### WHAT IS BEING ASKED:
Copy each line of the listing that includes "post".

### RECORDS SHOWN:
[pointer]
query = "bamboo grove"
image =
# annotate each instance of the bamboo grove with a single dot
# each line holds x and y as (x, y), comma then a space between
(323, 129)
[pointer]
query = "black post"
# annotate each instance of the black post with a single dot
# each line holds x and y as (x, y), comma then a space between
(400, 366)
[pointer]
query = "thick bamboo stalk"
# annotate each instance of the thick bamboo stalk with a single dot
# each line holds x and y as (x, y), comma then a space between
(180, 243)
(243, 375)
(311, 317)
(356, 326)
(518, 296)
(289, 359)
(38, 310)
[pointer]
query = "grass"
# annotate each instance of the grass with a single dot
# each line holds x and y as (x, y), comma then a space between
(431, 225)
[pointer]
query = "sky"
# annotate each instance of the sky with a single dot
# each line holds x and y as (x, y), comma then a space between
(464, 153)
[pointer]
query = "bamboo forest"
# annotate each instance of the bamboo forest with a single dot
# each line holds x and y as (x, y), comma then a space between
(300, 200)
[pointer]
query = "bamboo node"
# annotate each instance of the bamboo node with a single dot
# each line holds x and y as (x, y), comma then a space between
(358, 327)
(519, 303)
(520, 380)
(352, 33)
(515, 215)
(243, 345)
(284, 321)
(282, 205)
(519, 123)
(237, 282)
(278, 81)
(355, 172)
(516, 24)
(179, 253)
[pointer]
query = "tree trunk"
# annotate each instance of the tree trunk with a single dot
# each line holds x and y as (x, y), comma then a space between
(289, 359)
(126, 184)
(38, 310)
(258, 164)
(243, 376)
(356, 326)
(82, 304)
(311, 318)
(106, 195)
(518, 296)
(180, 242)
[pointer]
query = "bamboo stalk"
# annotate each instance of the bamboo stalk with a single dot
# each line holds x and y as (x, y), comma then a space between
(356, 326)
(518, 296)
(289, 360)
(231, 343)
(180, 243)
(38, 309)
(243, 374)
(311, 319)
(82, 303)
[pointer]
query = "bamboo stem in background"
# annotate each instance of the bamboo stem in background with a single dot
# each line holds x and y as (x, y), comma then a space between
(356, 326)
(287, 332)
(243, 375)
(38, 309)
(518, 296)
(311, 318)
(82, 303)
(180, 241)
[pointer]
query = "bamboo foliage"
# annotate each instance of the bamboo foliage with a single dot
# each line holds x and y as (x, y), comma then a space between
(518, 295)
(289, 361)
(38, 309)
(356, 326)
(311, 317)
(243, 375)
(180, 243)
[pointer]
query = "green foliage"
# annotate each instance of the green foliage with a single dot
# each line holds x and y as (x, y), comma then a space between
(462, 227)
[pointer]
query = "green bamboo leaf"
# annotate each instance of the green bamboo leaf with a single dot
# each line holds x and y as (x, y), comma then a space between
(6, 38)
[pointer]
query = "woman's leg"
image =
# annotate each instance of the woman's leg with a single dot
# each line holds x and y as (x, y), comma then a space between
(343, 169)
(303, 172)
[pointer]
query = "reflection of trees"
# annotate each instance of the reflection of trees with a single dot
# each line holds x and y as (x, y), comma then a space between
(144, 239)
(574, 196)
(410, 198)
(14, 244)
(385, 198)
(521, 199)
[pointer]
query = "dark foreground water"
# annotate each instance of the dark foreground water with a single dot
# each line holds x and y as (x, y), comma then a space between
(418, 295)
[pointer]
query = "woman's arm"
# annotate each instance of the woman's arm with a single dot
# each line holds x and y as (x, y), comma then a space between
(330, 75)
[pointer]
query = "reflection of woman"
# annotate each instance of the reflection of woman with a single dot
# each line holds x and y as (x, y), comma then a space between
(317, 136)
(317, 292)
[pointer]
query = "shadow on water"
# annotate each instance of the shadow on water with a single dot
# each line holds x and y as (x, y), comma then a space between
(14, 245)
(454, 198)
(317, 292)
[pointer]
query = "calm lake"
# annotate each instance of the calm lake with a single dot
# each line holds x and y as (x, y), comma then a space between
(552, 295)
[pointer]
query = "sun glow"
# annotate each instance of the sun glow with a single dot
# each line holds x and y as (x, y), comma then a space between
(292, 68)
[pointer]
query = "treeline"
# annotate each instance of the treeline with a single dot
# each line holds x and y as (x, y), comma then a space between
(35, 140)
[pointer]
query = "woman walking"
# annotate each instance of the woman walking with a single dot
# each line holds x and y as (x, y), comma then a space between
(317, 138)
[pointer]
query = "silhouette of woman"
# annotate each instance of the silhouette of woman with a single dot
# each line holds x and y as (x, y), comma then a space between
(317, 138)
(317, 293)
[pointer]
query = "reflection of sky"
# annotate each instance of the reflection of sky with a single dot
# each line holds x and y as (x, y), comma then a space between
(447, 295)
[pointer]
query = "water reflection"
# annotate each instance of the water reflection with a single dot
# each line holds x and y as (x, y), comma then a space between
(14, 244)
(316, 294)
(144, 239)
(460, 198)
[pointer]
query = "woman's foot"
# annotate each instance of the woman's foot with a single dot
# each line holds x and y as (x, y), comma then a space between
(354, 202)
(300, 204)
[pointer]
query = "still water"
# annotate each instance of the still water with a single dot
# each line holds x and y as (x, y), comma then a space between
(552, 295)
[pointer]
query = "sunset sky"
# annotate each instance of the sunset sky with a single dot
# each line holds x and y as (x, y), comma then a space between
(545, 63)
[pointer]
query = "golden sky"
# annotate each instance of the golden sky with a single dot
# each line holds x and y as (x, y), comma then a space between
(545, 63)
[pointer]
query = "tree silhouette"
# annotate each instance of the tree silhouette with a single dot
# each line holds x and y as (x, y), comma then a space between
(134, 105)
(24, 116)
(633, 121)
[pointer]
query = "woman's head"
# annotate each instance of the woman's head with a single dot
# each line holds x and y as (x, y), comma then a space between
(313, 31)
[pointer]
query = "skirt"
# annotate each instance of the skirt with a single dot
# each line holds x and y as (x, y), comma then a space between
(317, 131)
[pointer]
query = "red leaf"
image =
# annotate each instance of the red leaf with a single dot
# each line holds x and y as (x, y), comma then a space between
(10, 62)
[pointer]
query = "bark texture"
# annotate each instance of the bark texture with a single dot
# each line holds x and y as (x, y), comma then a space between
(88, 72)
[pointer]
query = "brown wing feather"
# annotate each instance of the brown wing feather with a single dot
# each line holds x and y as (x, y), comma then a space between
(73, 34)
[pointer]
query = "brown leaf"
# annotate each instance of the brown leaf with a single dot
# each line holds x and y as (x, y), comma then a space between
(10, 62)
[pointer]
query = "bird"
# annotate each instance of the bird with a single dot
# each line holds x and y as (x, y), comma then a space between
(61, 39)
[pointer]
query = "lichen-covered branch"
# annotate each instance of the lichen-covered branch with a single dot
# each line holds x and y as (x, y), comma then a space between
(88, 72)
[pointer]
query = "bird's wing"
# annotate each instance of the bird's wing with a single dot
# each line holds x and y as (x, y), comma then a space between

### ANSWER AREA:
query = "black post"
# annotate each instance of the black post with a single dot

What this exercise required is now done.